→ Source excerpt
+++++
On 11/01/2016 11:45 PM, termtech wrote:
On Tuesday, November 1, 2016 2:36:21 PM EDT Chris
Caudle wrote:
...
Yesterday I read somewhere, and was reminded, that
audio
processing is a 'serial' task that may not benefit well from
n-core CPUs and therefore one should choose a CPU with the
highest possible clock and try to run with fewer cores.
At least on Linux this is not necessarily true. It all depends on the
software you run and what it can do. If it is single threaded yes,
higher clock speed would help. If not, multiple cores can help. I
usually use all cores for the stuff I do.
I must mention something that adds mud, but clears it
up more:
When I try the on-board sound, or an old spare PCI SoundBlaster Live!,
the sound is actually OK ;-)
Ah... something related to the pci bus then?
Looking at the waveform it looks like the glitches happen every 256
samples (more or less). And the glitch itself seems to be around (more
or less) 8 samples wide at its widest. Then it gets narrower and
narrower towards the end, then it is just one sample wide and finally it
disappears...
+++++
→ Requirement A
According to the mailing-list excerpt, roughly how often do the glitches occur in the waveform?
→ Requirement B
Update the passage of the mailing-list excerpt that opens with the words containing "Looking at the" and closes with "disappears...", replacing "waveform" with "recording".
Base every response solely on the mailing-list excerpt.

→ Data block
+++++
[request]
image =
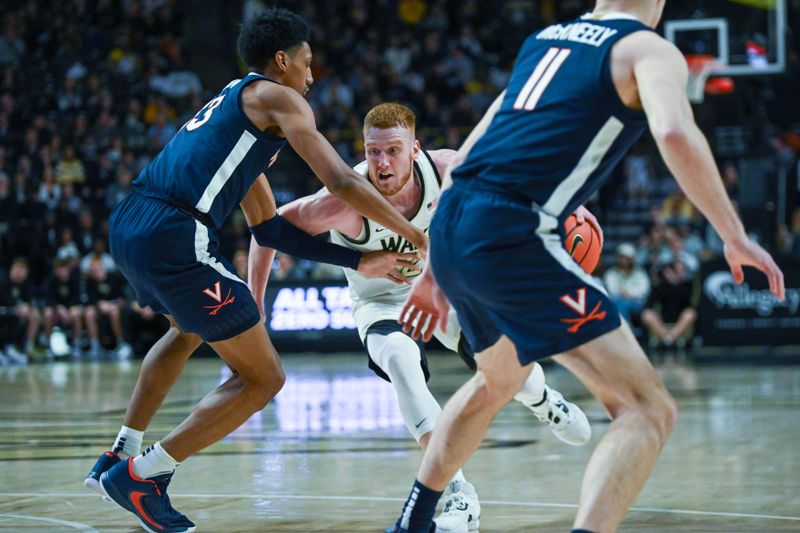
+++++
→ Full output A
About every 256 samples.

→ Full output B
Looking at the recording it looks like the glitches happen every 256
samples (more or less). And the glitch itself seems to be around (more
or less) 8 samples wide at its widest. Then it gets narrower and
narrower towards the end, then it is just one sample wide and finally it
disappears...